[START Selected extract]

Create a vocabulary dictionary which is basically a set containing all the words from the dataset. It doesnt have repeating values and thus total document length is higher than the vocabulary length.

In [None]:
# need to create a vocab dictionary
total_vocab = df["review"].apply(lambda x: x.split()).tolist()
vocab = set(" ".join(df["review"]).split()) # Unique words across all reviews
#

In [None]:
len(vocab)

103149

Calculate total number of words in each class.

In [None]:
#create a bag of words for demominator:
df_positive = df[df["sentiment"]== 1]
df_negative = df[df["sentiment"]== 0]

In [None]:
no_of_words_positive = " ".join(df_positive["review"]).split()
no_of_words_negative =  " ".join(df_negative["review"]).split()

In [None]:
len(no_of_words_positive)

3033174

In [None]:
len(no_of_words_negative)

2945946

Calculate the denominator for each class for the formula:

$P(w | Y) = \frac{\text{Word count in class Y} + 1}{\text{Total words in class Y} + |V|}$


In [None]:
def denominator_for_class(label):
  if label == 1:
    denominator = len(no_of_words_positive) + len(vocab)

  if label ==0:
    denominator = len(no_of_words_negative) + len(vocab)

  return denominator



In [None]:
denominator_for_positive_class = len(no_of_words_positive) + len(vocab)
denominator_for_negative_class = len(no_of_words_negative) + len(vocab)

In [None]:
denominator_for_positive_class

3136323

In [None]:
#inefficient code, but does the job.
# The given code processes a document by counting how many reviews contain each word in the total_vocab.

array_of_words_in_doc = doc.split()
total_count= []
for word in array_of_words_in_doc:
      count = 0
      for i in total_vocab:
        for j in i:
          if word == j:
            count+=1
            break
      total_count.append(count+1)


Efficient code for calculating how many reviews contain each word in total_vocab.

In [None]:
from collections import Counter

# Convert each review (list of words) into a set for fast lookups
review_sets = [set(review) for review in total_vocab]

# Count how many reviews contain each word at least once
word_counts = Counter(word for review in review_sets for word in review)

# Compute total count for words in `doc`


Efficient code for calculating how many reviews contain each word in vocabulary of positive words.

In [None]:
from collections import Counter
vocab_positive =  df_positive["review"].apply(lambda x: x.split()).tolist() # Unique words across all positive reviews

# Convert each review (list of words) into a set for fast lookups
review_sets_positive = [set(review) for review in vocab_positive]

# Count how many reviews contain each word at least once
word_counts_positive = Counter(word for review in review_sets_positive for word in review)

# Compute total count for words in `doc`

Efficient code for calculating how many reviews contain each word in vocabulary of negative words.

[END Selected extract]
[START Records supplied]

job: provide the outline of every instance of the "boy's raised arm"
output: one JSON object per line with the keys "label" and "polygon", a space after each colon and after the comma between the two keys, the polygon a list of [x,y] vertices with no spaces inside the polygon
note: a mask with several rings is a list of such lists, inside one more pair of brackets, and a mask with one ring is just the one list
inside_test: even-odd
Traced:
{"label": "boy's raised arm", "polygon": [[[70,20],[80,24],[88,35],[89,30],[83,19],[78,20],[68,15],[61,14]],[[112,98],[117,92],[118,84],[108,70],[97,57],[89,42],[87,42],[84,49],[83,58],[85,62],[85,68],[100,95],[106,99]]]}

[END Records supplied]

## Goals
• 1. List every numeric output value that the review word-count notebook prints.
• 2. Carry the review word-count notebook forward from its last sentence.
The records come from a different source than the text.

## Task answers
• 1. 103149, 3033174, 2945946, 3136323

• 2.
In [None]:
from collections import Counter
vocab_negative =  df_negative["review"].apply(lambda x: x.split()).tolist() # Unique words across all reviews

# Convert each review (list of words) into a set for fast lookups
review_sets_negative = [set(review) for review in vocab_negative]

# Count how many reviews contain each word at least once
word_counts_negative = Counter(word for review in review_sets_negative for word in review)

# Compute total count for words in `doc`

In [None]:
def call_word_count(label):
  if label ==1:
    return word_counts_positive
  if label ==0:
    return word_counts_negative

### **Underflow in Naïve Bayes?**  
In Naïve Bayes, we calculate the probability of a class \( Y \) given a document \( X \) using:  

$P(Y | X) \propto P(Y) \prod_{i=1}^{n} P(w_i | Y)$

<br>

- $P(w_i \mid Y)$ (the likelihood) is a small probability because words rarely occur in every document.  
- Multiplying many small probabilities together makes the final probability **extremely small**, leading to **numerical underflow** (rounding to zero).  



### **How to Fix Underflow? Use Log Probabilities**  
Instead of multiplying probabilities, we use **logarithms** to convert **multiplication into addition**:  

$\log P(Y | X) \propto \log P(Y) + \sum_{i=1}^{n} \log P(w_i | Y)$


## naive_bayes function

In [None]:
def naive_bayes(df,X,Y):
  prior = calculate_prior(df,"sentiment")
  unique_labels = sorted(df[Y].unique())
  extreme_final =[]
  for x in X: # loop over each row of test data
    doc = x[0]

    final = []

    for j in unique_labels:
      if j ==1:
        total_count = [word_counts_positive.get(word, 0) + 1 for word in doc.split()]
      if j ==0:
        total_count = [word_counts_negative.get(word, 0) + 1 for word in doc.split()]

      total_count = np.array(total_count, dtype=np.float128)/ (denominator_for_class(j) + len(vocab))

      result = np.sum(total_count)
      final.append(float(result))
      #print(final)

    #print(final)
    new=[prior[0]*final[0],prior[1]*final[1]]

    extreme_final.append(np.argmax(new))

  return extreme_final



# Run model and evaluate.

In [None]:
from sklearn.model_selection import train_test_split
from sklearn.metrics import confusion_matrix, f1_score


train, test = train_test_split(df, test_size=.2, random_state=49)   # Train, test dataset split

X_test = test.iloc[:,: -1].values # Remove the Y column
Y_test = test.iloc[:,-1].values   # Keep the Y column

Y_pred = naive_bayes(train, X= X_test,Y= "sentiment")   # Apply Naive - Bayes algorithm

print("Confusion Matrix:")
print(confusion_matrix( Y_test, Y_pred))
print('\n')
print("f1 Score:")
print(f1_score(Y_test, Y_pred))

Confusion Matrix:
[[ 119 4808]
 [1577 3496]]


f1 Score:
0.5226881961575839


## **Comments**  

This notebook was used to learn **Naïve Bayes from scratch** and did not focus on improving model performance.  

### **Ways to Improve Model Performance:**  
- **Better Text Preprocessing:** Removing stopwords, stemming, and lemmatization.  
- **TF-IDF Features:** Using **Term Frequency-Inverse Document Frequency (TF-IDF)** instead of raw word counts.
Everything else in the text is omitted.